Activity 1:
Please decide whether each statement below agrees with the passage on the SBIR and STTR programs, answering yes or no and quoting the deciding words of the passage: (a) The programs were first established in 1982. (b) Universities directly receive SBIR/STTR funding. (c) STTR funding requires a nonprofit research institution to perform at least half of the work.
Activity 2:
Set down, word for word, the section of the passage on the SBIR and STTR programs that begins with the words containing "By Kritika Agarwal" and ends with "on September 30.".
(Beginning of Given passage)
By Kritika Agarwal
On Monday, the House passed H.R. 5100, a bill that would extend vital programs that help entrepreneurs, startups, and small businesses turn their ideas into products and bring them to market. AAU and other higher education organizations are now asking lawmakers in the Senate to support the bill and to protect the programs from lapsing at the end of the current fiscal year on September 30.
Known as “America’s Seed Fund,” the Small Business Innovation Research (SBIR) and Small Business Technology Transfer (STTR) programs are housed under the Small Business Administration. Eleven federal agencies currently participate in the programs and provide early-stage, equity-free funding to entrepreneurs from across the nation who have an idea and need help bringing it to market.
Since the programs were first established in 1982, they have provided seed funding to small businesses that have gone on to have major impacts on the United States’ economy and led to significant job creation. SBIR/STTR success stories include companies such as Qualcomm, Symantec, iRobot, IntraLase (which developed the LASIK eye surgery), and many more. In total, the programs invest $4 billion a year in about 4,000 companies in every state of the country, including in rural areas.
The programs are particularly helpful in the commercialization of federally funded university research, thus maximizing the returns on taxpayer investments. While universities do not directly receive SBIR/STTR funding, they frequently license patents to small businesses receiving the funding and work with them to translate discoveries from federally funded research into commercial products. They also provide small businesses with the expertise of faculty and graduate students and access to world-class labs and infrastructure.
STTR funding especially supports university-industry collaboration by requiring that businesses partner with a nonprofit research institution that performs at least 30% of the work. Additionally, university faculty can utilize a practice called “dual hatting” to work both for the university and the small business to develop research discoveries in their area of expertise while maintaining their faculty position. Many SBIR success stories began as earlier STTR projects that continued to receive funding through commercialization.
(End of Given passage)
(Beginning of Listed entries)
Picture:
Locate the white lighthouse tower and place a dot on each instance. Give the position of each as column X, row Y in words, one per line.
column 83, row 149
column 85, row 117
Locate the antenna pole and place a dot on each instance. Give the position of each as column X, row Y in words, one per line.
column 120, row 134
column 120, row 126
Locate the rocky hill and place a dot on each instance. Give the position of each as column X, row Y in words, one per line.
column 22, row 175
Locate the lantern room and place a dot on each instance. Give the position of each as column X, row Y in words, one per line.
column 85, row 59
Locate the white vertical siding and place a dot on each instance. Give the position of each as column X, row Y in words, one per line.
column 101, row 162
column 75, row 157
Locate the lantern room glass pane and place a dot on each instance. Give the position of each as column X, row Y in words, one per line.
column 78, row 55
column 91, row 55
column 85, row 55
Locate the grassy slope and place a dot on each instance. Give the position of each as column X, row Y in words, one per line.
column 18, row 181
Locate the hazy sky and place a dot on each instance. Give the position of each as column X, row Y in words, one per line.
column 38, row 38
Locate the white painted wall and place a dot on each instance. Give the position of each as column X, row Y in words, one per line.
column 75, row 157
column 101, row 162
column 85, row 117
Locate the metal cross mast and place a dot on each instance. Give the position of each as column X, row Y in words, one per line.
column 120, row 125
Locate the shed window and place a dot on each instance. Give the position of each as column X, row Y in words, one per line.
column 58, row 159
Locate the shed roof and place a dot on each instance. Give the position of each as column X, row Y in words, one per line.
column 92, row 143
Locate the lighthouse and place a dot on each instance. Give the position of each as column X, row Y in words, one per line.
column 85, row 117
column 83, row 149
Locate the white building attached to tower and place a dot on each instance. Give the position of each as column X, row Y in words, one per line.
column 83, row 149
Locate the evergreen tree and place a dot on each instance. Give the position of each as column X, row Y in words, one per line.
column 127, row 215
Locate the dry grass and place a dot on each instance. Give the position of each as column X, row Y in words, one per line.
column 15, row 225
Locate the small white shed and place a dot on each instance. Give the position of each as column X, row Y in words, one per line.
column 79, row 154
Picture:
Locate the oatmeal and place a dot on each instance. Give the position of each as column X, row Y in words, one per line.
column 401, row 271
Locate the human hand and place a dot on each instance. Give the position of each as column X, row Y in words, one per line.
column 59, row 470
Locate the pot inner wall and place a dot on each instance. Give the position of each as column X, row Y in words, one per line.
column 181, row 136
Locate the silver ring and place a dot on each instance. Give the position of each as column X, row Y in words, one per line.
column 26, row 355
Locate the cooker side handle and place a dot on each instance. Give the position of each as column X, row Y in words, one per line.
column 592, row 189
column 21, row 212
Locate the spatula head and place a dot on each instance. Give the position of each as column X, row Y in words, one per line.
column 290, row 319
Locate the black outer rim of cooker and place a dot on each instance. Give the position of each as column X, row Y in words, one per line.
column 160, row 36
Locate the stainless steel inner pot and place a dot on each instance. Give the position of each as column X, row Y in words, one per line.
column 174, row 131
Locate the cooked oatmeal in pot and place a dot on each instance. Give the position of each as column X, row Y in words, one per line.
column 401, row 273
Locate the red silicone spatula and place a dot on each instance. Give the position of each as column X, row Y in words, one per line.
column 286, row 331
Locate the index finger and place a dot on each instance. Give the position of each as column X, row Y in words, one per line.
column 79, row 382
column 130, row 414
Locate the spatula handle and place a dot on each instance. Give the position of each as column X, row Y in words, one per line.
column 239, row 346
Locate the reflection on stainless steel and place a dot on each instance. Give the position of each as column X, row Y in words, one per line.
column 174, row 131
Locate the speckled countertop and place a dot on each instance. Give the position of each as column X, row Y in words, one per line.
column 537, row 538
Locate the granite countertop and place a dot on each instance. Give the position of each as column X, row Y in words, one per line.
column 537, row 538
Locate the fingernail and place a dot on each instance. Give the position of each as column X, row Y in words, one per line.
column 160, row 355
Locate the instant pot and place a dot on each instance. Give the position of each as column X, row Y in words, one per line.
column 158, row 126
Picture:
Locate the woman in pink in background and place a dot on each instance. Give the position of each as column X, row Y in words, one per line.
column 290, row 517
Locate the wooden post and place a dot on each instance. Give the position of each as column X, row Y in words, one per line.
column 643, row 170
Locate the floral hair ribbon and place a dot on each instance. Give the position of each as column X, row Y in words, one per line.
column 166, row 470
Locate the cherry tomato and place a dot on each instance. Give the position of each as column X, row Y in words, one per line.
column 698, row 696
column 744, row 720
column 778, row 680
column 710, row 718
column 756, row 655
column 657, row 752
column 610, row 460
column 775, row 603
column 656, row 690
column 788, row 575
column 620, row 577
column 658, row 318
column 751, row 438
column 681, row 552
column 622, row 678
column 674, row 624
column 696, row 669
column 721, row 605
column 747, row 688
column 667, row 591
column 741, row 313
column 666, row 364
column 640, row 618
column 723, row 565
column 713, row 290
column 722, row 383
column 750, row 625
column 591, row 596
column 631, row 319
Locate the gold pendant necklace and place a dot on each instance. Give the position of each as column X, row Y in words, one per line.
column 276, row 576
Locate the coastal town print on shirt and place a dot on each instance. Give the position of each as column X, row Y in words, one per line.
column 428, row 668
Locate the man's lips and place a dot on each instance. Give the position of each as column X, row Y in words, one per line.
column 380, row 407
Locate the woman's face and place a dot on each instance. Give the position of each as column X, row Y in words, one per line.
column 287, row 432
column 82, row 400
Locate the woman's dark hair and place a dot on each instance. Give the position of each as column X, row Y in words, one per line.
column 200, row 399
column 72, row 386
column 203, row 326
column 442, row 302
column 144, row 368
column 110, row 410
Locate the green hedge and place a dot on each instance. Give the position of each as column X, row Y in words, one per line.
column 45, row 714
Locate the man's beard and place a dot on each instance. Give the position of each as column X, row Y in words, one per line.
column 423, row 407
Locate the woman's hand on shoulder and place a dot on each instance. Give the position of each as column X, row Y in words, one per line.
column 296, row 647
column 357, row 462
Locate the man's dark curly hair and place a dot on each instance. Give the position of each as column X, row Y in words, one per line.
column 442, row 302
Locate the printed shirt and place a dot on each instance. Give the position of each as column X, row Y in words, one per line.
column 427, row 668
(End of Listed entries)
Response area 1:
(a) Yes: "Since the programs were first established in 1982"
(b) No: "While universities do not directly receive SBIR/STTR funding"
(c) No: "requiring that businesses partner with a nonprofit research institution that performs at least 30% of the work"

Response area 2:
By Kritika Agarwal
On Monday, the House passed H.R. 5100, a bill that would extend vital programs that help entrepreneurs, startups, and small businesses turn their ideas into products and bring them to market. AAU and other higher education organizations are now asking lawmakers in the Senate to support the bill and to protect the programs from lapsing at the end of the current fiscal year on September 30.